◆ **WHAT IS EXPECTED**:
Copy out the listing below line for line, leaving every character as it is.

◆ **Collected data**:
((

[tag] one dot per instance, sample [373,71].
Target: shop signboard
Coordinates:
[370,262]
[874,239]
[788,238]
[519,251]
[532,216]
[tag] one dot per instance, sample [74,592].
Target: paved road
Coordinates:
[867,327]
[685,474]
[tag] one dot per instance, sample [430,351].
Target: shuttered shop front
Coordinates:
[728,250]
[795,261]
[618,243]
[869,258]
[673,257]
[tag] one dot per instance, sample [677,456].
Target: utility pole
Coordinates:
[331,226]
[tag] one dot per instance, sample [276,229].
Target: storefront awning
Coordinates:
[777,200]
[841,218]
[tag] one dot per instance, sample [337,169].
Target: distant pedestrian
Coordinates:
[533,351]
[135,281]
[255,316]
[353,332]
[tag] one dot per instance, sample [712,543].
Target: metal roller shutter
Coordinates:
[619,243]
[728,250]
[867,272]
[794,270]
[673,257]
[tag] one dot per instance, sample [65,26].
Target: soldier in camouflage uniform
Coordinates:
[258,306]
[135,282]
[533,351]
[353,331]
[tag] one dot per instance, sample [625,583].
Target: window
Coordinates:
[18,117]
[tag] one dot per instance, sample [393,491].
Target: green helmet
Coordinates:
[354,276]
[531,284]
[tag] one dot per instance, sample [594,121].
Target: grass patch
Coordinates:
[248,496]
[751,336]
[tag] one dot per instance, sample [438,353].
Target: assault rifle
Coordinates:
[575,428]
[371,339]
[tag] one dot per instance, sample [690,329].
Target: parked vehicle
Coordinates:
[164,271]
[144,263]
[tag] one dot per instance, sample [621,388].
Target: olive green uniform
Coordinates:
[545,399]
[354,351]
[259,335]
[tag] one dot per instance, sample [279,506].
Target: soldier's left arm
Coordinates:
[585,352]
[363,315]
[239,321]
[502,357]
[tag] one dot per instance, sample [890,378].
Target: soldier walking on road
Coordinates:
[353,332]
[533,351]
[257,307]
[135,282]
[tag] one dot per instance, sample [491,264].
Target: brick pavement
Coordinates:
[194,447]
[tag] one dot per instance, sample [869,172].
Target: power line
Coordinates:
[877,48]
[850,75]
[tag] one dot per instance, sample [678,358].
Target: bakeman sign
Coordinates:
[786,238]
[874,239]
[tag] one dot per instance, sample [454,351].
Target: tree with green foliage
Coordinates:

))

◆ **SOLUTION TO THIS EXERCISE**:
[tag] one dot per instance, sample [373,71].
Target: shop signboard
Coordinates:
[370,262]
[874,239]
[788,238]
[519,251]
[532,216]
[tag] one dot per instance, sample [74,592].
Target: paved road
Coordinates:
[867,327]
[685,474]
[tag] one dot per instance, sample [430,351].
Target: shuttered shop front
Coordinates:
[728,250]
[795,261]
[618,243]
[869,258]
[673,257]
[tag] one dot per instance, sample [677,456].
Target: utility pole
Coordinates:
[331,226]
[tag] one dot per instance, sample [276,229].
Target: storefront awning
Coordinates:
[777,200]
[841,218]
[tag] one dot per instance, sample [337,169].
Target: distant pedestrian
Coordinates:
[533,351]
[135,281]
[255,316]
[353,332]
[tag] one dot per instance, sample [712,543].
Target: metal roller shutter
Coordinates:
[619,243]
[728,250]
[867,272]
[794,270]
[673,257]
[tag] one dot per instance, sample [65,26].
Target: soldier in camouflage uniform
Coordinates:
[258,306]
[135,282]
[533,351]
[353,331]
[tag] one dot per instance, sample [625,583].
Target: window
Coordinates:
[18,117]
[tag] one dot per instance, sample [393,491].
Target: green helmet
Coordinates:
[354,276]
[531,284]
[tag] one dot per instance, sample [594,121].
Target: grass patch
Coordinates:
[248,496]
[751,336]
[tag] one dot per instance, sample [438,353].
Target: assault rifle
Coordinates:
[575,428]
[371,339]
[tag] one dot per instance, sample [690,329].
Target: parked vehicle
Coordinates:
[164,271]
[144,263]
[tag] one dot per instance, sample [621,388].
Target: olive green uniform
Coordinates:
[545,399]
[354,351]
[259,335]
[tag] one dot per instance, sample [279,506].
Target: soldier's left arm
Coordinates:
[585,352]
[363,315]
[239,321]
[502,357]
[tag] one dot per instance, sample [890,378].
Target: soldier walking on road
Coordinates:
[353,332]
[533,351]
[257,307]
[135,282]
[tag] one dot per instance, sample [491,264].
Target: brick pavement
Coordinates:
[194,447]
[tag] one dot per instance, sample [869,172].
Target: power line
Coordinates:
[877,48]
[850,75]
[tag] one dot per instance, sample [678,358].
Target: bakeman sign
Coordinates:
[786,238]
[874,239]
[tag] one dot per instance, sample [454,351].
Target: tree with green foliage
Coordinates:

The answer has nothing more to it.